Task directions →
Select every line of the data below that contains the word "roof", matching case exactly.

Supplied records →
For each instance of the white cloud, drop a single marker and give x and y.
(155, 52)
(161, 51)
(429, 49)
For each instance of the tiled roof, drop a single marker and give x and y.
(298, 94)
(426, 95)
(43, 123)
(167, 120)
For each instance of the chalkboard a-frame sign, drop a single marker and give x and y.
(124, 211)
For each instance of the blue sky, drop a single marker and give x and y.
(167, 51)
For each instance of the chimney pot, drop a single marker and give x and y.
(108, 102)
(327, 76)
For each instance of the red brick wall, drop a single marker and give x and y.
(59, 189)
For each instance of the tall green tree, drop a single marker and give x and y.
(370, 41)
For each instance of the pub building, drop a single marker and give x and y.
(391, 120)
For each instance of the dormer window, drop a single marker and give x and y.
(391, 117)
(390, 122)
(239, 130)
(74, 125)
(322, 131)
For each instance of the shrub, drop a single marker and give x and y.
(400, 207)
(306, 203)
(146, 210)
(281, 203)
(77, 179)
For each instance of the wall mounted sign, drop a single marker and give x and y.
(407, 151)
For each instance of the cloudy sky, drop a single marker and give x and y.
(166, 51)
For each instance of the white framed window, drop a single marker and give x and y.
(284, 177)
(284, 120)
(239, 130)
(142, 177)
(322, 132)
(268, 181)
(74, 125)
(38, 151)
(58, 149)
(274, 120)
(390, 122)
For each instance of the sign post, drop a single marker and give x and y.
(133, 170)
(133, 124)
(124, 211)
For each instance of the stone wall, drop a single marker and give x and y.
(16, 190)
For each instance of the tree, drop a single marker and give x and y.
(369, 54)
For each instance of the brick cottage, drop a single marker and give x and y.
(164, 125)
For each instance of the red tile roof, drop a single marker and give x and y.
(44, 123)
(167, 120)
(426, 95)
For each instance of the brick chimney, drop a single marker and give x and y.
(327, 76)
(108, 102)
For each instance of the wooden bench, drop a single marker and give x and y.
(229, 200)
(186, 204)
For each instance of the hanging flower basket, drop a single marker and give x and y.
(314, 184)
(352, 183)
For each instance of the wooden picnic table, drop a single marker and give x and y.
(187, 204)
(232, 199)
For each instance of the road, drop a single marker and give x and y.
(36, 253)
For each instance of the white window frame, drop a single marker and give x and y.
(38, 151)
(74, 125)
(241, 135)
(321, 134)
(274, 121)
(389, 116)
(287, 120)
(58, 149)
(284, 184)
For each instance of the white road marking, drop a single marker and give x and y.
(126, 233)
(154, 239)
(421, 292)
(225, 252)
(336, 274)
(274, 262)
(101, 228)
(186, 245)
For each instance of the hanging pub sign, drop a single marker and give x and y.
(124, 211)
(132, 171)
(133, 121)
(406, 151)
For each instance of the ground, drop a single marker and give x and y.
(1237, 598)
...
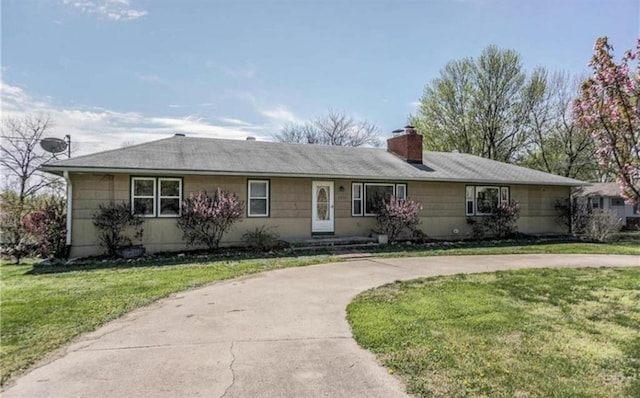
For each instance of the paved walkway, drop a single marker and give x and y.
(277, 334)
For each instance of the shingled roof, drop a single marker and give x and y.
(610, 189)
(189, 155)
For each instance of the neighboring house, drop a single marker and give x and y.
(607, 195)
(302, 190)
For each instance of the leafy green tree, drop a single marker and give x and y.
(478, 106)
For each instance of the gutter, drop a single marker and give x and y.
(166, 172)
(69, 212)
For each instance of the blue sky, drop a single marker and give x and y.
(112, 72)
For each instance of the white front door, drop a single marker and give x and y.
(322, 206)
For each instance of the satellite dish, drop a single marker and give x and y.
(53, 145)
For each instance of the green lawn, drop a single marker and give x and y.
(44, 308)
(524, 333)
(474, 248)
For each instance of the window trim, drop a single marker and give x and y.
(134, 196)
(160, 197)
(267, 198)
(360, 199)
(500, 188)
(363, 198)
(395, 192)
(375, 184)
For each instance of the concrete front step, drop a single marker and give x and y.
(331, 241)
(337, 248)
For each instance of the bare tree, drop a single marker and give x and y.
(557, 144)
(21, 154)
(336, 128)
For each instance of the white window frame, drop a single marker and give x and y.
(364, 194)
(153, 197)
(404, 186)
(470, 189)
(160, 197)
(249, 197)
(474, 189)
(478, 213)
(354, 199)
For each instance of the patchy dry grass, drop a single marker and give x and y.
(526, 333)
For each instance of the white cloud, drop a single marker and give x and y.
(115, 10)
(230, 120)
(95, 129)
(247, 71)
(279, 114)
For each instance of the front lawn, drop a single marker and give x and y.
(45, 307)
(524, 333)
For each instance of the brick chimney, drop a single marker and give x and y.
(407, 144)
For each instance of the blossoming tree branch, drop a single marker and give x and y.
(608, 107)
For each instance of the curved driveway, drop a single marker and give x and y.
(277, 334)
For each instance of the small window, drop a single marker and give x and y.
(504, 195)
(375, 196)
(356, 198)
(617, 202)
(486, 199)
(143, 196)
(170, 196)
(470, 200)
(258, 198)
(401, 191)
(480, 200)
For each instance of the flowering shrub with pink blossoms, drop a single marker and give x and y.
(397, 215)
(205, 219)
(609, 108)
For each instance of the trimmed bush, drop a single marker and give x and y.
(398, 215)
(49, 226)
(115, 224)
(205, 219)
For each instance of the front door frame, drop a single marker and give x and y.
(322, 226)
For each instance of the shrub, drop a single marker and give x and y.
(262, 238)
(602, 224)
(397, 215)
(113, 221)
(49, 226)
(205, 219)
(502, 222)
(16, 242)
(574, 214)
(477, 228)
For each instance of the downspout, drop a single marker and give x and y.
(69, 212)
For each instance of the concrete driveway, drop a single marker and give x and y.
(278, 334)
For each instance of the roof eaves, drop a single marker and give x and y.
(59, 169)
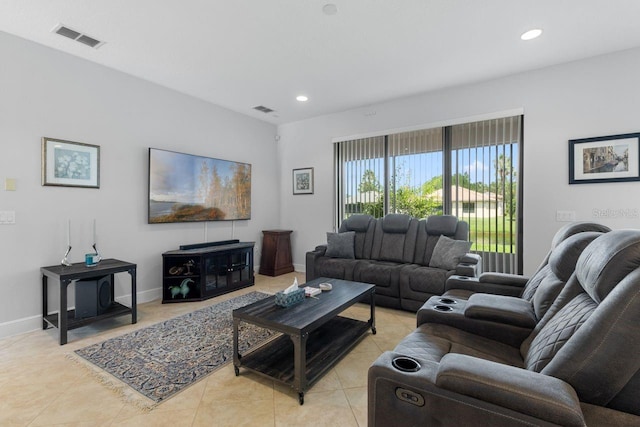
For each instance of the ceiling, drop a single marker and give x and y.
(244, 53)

Answer in full →
For each instance of the tiled roof, drop a single marker and give x and y.
For each instance of the red tile roof, drop a single marker and give x and y.
For each instance of the shingled roof, drop a single marker and give x and y.
For each instance of the roof eaves, drop a single marker and give x and y.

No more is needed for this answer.